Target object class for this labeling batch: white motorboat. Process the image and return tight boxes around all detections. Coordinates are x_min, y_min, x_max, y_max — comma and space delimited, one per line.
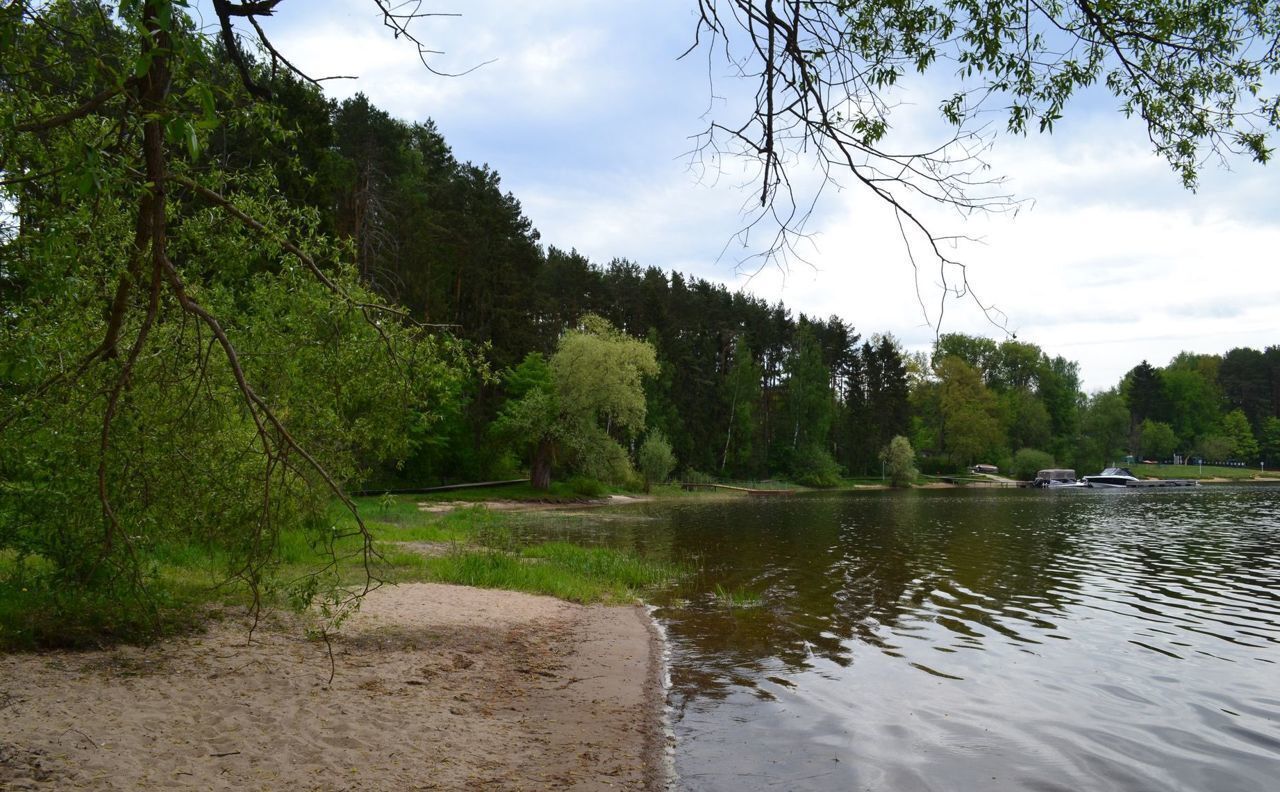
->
1080, 467, 1139, 489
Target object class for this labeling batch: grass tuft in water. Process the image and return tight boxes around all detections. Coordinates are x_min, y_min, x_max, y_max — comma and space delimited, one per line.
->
426, 543, 682, 604
713, 583, 764, 609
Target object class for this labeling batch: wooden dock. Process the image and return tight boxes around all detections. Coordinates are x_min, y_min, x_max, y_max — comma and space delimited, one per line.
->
680, 481, 796, 498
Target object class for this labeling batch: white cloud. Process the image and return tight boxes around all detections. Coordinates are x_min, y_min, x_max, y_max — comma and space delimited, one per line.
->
212, 0, 1280, 388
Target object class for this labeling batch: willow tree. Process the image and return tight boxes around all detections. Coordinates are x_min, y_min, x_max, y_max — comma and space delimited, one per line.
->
0, 0, 466, 634
495, 315, 658, 490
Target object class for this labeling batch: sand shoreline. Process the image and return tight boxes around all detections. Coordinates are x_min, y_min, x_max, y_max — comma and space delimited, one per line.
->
0, 583, 667, 791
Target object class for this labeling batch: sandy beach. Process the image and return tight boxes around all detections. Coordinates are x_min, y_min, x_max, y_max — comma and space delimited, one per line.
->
0, 583, 664, 791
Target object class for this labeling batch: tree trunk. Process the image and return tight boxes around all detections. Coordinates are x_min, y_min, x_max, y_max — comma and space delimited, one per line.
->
529, 438, 552, 490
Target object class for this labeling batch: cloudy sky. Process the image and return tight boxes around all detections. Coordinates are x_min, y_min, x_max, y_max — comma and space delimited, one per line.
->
194, 0, 1280, 390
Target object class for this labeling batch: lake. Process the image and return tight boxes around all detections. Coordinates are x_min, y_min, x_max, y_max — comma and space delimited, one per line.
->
529, 486, 1280, 792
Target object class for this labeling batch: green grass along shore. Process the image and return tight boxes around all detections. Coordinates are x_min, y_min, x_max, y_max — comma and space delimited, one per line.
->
0, 491, 685, 650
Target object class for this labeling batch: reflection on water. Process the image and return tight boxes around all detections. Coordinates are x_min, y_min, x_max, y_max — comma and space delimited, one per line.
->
522, 487, 1280, 792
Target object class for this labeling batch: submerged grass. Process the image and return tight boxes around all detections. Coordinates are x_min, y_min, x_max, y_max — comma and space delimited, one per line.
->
712, 583, 764, 609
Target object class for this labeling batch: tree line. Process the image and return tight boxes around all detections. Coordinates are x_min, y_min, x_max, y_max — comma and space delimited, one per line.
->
0, 0, 1276, 632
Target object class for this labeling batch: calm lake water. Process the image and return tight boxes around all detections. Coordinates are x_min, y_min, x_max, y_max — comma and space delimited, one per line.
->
532, 487, 1280, 792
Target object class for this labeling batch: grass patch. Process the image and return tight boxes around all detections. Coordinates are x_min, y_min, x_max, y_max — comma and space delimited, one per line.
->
409, 479, 622, 503
1128, 463, 1280, 481
426, 543, 682, 604
0, 490, 682, 650
712, 583, 764, 609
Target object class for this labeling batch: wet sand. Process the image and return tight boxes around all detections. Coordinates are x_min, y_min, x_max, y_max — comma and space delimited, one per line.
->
0, 583, 666, 791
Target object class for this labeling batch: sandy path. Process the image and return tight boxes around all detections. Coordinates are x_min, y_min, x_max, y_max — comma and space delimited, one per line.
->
0, 583, 662, 791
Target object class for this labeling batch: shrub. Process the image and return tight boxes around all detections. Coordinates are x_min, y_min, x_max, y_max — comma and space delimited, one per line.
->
881, 435, 918, 486
791, 445, 840, 487
1010, 448, 1053, 481
636, 430, 676, 493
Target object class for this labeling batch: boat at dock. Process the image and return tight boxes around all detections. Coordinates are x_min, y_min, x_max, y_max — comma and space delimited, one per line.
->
1080, 467, 1199, 490
1032, 467, 1088, 490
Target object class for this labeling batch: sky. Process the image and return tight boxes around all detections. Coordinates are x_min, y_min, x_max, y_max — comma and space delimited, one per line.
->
197, 0, 1280, 390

= = = = =

Requirement:
Please print all of the entries above word for word, leaving out the pictures.

Response to the task:
Target object class for this labeling batch: white motorboat. Process the image and return tight boxes around all detections. Coordinates are x_min, y_min, x_max, y_max — comma and space delimited, one per line.
->
1080, 467, 1139, 489
Target object class for this labeling batch: grass tuft in water. Process the image and return tight boxes around all detections. Coordinates are x_min, y_min, x_max, y_max — comma and space delimited, one per line.
->
426, 543, 682, 604
713, 583, 764, 609
Target object class for this labeling batch: wooden dock. Process the image and return tight boxes around all detections. Coordinates are x_min, y_min, x_max, y_max — comma and space delimited, one per line.
->
680, 481, 796, 498
Target object class for this labeling batch: white cloud. Process the image and return tight boxes around all detections. Coordinates are x_min, y_min, x_max, y_max — comma and space delimited, one per line.
->
212, 0, 1280, 388
Target object class for this labeling batch: willow tree. Process the image and return tight boxes around all detections. Coordinates are x_min, y_min, x_max, y_max — comma and space delimited, one per line.
->
0, 0, 466, 634
495, 315, 658, 490
Target object class for this labeling batch: sand shoreline. Process the image and return tight boxes around all detections. Coordinates are x_min, y_min, x_max, y_max — comma and space delimited, one per line.
->
0, 583, 667, 791
Target object class for this labeling batch: sandy beach. Process the image and return tight boxes around all detections. Coordinates are x_min, y_min, x_max, y_max — comma and space delimited, one per line.
->
0, 583, 664, 791
Target object class for this labeling batch: tree trunk. Process the image and return tight boxes around all detections. Coordinates are x_min, y_min, x_max, y_max — comma and space delimited, one per line.
->
529, 438, 552, 490
Target object class for this labeling batch: cloudy sky. Process the image and return tight boxes around all detections. Coordinates are x_min, y_min, x_max, y_max — comma and space delimited, one per line.
->
194, 0, 1280, 390
Target object class for this labeling batch: lake. Process the image and return tight boxes around all detections. Coordinates are x_min, y_min, x_max, y_max — comma and space delimited, one per line.
->
529, 486, 1280, 792
Target object class for this labeling batch: green grass along shore. Process the image and return tight boxes around all detections. Coordinates are x_min, y_min, x_max, y_max — comma and space delimited, one per line.
->
0, 491, 685, 650
Target object class for this labeling batch: reflection on water. Process the image and return tight boxes around all detections. Coordinates are x_min, y_min, x_max, y_max — comma and space delimited, one per line.
->
522, 487, 1280, 792
Target object class for this labeling batch: submerged grass. Process the image and return tight boxes around all detections. Coordinates are x_min, y_min, x_max, y_max — comma and space delimited, one per line.
->
712, 583, 764, 609
Target object class for this labeling batch: tree line. Process the image and return tight boxes around all detections. Coordinates are x_min, y_min, x_max, y_max — comma and space delimited, one per line.
->
0, 0, 1276, 632
Target object class for this labeling batch: calm lake water. Process the image and return tight boxes around all detections. Coordinates are x_min, y_min, x_max, y_max — comma and space delimited, one per line.
->
532, 487, 1280, 792
Target object class for this labeling batch: grass patch. Process the image and return tight boxes around all detections. Coordinates are x_min, y_min, x_max, y_max — comma and space delimited, one per line.
->
409, 479, 622, 503
1128, 463, 1280, 481
426, 543, 682, 604
0, 490, 682, 650
712, 583, 764, 609
Target object class for this labeling batch: wet sand. Process the image and return tight boxes around all detections. Coordinates are x_min, y_min, x_max, y_max — comma and space delimited, one per line.
->
0, 583, 666, 791
Target object class for this labeling batch: sandy path. Process the image and return tight boxes around all detections. Coordinates are x_min, y_min, x_max, y_max — comma and space delimited, one per line.
->
0, 583, 662, 791
Target object class for this labeling batch: shrub. Process the image and return tight boxes around all detections. Coordinates are x_min, y_min, x_max, y_max — comma and space delimited, one per line.
->
881, 435, 918, 486
791, 445, 840, 487
1010, 448, 1053, 481
636, 430, 676, 493
Target object class for this labeling batch: boat at dock. Process the image and return tight boxes around all detections. Coordinates are x_min, y_min, x_max, y_max — comma and space delimited, one per line.
->
1080, 467, 1199, 490
1032, 467, 1088, 490
Target object class for this labeling batch: sky. Process the image and return tight boxes around all detections. Coordinates are x_min, y_min, x_max, y_max — comma and space delimited, one per line.
->
197, 0, 1280, 390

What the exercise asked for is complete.